[Dataset entries]
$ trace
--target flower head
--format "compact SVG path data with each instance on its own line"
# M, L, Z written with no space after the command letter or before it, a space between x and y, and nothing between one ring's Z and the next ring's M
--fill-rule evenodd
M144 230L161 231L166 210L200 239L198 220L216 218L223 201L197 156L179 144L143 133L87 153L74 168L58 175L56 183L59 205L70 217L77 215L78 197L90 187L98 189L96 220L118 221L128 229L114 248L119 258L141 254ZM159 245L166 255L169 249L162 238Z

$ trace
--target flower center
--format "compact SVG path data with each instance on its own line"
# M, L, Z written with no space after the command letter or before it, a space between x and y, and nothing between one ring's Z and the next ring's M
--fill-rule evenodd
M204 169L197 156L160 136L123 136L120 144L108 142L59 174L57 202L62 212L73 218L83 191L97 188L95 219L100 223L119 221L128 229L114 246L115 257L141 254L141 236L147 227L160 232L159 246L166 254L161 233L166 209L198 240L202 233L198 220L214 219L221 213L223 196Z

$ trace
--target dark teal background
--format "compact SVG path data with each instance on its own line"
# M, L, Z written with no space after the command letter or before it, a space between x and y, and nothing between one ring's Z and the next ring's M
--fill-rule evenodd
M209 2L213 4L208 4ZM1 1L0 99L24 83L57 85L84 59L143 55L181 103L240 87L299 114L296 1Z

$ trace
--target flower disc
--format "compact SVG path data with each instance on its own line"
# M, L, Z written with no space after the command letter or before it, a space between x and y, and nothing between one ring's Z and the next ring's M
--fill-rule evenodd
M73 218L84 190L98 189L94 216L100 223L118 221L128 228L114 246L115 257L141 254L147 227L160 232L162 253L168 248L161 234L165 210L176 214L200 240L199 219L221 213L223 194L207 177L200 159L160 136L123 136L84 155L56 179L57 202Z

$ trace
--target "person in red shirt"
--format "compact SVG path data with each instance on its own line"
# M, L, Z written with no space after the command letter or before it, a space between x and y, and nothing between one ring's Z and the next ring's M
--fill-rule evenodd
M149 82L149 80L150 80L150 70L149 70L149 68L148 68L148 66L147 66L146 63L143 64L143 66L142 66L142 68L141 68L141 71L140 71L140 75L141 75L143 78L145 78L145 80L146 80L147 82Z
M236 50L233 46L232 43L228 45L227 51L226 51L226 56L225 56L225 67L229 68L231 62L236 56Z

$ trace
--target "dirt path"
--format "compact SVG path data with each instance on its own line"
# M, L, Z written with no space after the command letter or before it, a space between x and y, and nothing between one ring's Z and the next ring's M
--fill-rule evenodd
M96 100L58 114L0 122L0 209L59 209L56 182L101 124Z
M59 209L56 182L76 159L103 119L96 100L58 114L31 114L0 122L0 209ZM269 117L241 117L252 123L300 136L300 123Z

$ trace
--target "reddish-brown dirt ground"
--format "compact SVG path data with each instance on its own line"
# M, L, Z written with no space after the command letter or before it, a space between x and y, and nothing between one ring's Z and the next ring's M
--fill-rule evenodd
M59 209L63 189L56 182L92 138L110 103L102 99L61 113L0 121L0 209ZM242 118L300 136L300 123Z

◆ EXERCISE DESCRIPTION ◆
Your output should consist solely of the lines from the beginning of the entries through the line containing "--target flower center", reproduced exactly.

◆ ANSWER BELOW ◆
$ trace
--target flower head
--format "compact SVG path data with each instance on its own line"
# M, L, Z written with no space after the command letter or before it, a space between x and y, and nothing between one ring's Z and the next ring's M
--fill-rule evenodd
M144 230L161 231L166 210L200 239L198 220L216 218L223 201L197 156L179 144L143 133L87 153L74 168L58 175L56 183L59 205L70 217L77 215L78 197L90 187L98 189L96 220L118 221L128 229L114 248L119 258L141 254ZM159 245L166 255L169 249L162 238Z

$ trace
--target flower center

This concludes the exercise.